▶ [SHORT TASK]: Retype the items starting at the line that contains "Note: point at the blue" and continuing through the last item, keeping both ends. Leave the pictures out.

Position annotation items
START
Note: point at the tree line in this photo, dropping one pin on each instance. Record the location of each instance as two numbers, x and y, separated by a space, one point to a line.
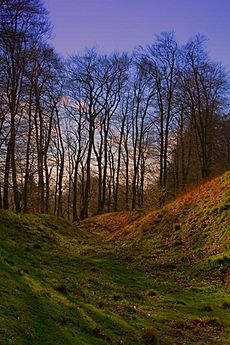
98 133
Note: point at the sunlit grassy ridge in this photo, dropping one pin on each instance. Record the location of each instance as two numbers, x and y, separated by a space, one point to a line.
156 277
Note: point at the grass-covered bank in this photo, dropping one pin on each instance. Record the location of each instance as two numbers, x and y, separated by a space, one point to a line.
135 278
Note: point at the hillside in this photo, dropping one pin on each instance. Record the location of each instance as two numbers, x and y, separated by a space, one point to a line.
159 277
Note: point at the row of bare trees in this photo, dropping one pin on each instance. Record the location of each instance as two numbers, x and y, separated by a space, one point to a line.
99 133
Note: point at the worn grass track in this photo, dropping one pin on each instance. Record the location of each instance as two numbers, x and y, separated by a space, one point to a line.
154 277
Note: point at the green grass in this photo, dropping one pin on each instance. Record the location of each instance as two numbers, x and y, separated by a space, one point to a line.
163 281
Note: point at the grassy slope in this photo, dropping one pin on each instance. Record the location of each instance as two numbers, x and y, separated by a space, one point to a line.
127 278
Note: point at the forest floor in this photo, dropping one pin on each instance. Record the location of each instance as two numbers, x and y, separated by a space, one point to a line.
144 277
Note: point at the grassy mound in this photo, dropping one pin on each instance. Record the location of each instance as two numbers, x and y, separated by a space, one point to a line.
128 278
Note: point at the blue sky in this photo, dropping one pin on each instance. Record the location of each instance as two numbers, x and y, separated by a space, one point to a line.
120 25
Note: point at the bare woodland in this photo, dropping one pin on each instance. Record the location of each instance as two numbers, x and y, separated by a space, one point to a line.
100 133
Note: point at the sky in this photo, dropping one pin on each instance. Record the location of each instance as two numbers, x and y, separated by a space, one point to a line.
121 25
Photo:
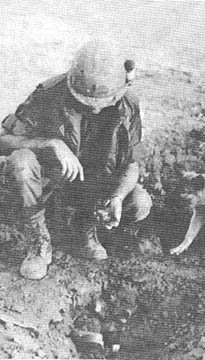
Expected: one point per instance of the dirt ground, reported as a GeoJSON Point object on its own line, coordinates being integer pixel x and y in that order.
{"type": "Point", "coordinates": [142, 303]}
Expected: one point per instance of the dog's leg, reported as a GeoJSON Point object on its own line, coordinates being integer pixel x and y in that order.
{"type": "Point", "coordinates": [195, 225]}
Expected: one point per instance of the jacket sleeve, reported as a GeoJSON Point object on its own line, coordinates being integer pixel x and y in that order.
{"type": "Point", "coordinates": [136, 150]}
{"type": "Point", "coordinates": [28, 117]}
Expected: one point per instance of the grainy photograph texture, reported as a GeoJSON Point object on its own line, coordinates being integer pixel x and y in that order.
{"type": "Point", "coordinates": [102, 179]}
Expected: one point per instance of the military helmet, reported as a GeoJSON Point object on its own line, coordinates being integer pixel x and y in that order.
{"type": "Point", "coordinates": [98, 74]}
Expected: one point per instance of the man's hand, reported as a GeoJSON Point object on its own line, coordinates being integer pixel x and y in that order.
{"type": "Point", "coordinates": [71, 166]}
{"type": "Point", "coordinates": [110, 215]}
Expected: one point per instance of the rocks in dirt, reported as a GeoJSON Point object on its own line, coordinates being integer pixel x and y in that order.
END
▶ [SOLUTION TO THIS TASK]:
Note: point at the blue sky in this photo, dropping one pin on each instance. Record the location of each instance as two numbers, x and y, separated by a space, one point to a line.
120 25
Note: point at the bare woodland in this photo, dropping one pin on each instance. Record the location of each instance as two numbers, x and y, separated by a space, one point to a line.
100 133
Note: point at the sky in this photo, dropping one pin on each instance. Record the location of each instance as two numbers, x and y, separated by a space, one point to a line.
121 25
Photo:
Expected: one point per instance of the dirt ground, reported as a GeoJSON Point object on its own line, coordinates being integer pixel x and y in that order.
{"type": "Point", "coordinates": [142, 303]}
Expected: one point per instance of the dog's leg, reported as a GeoJSON Point object on its own line, coordinates being integer pixel x and y in that order.
{"type": "Point", "coordinates": [195, 225]}
Expected: one point per instance of the jacket sleeve, reported as a GeoJSON Point object on its own line, coordinates being integer pixel x and y in that order.
{"type": "Point", "coordinates": [136, 150]}
{"type": "Point", "coordinates": [28, 117]}
Expected: one point per instance of the grainy photograph texture, reported as a GeoJSON Point object on its own line, coordinates being integer pixel x and y in that order.
{"type": "Point", "coordinates": [102, 179]}
Expected: one point per instance of the military helmet, reported as a GeoJSON Point object on its own line, coordinates being integer pixel x and y in that order.
{"type": "Point", "coordinates": [98, 74]}
Expected: one point per instance of the man's hand, reported as a GeoJSON Point object on its own line, coordinates being integer pixel x and y in that order.
{"type": "Point", "coordinates": [71, 166]}
{"type": "Point", "coordinates": [110, 215]}
Expected: one point per instance of the rocks in dirt, reported as a GeoJSON Point object on its own line, coordinates being integer pixel x and y in that order.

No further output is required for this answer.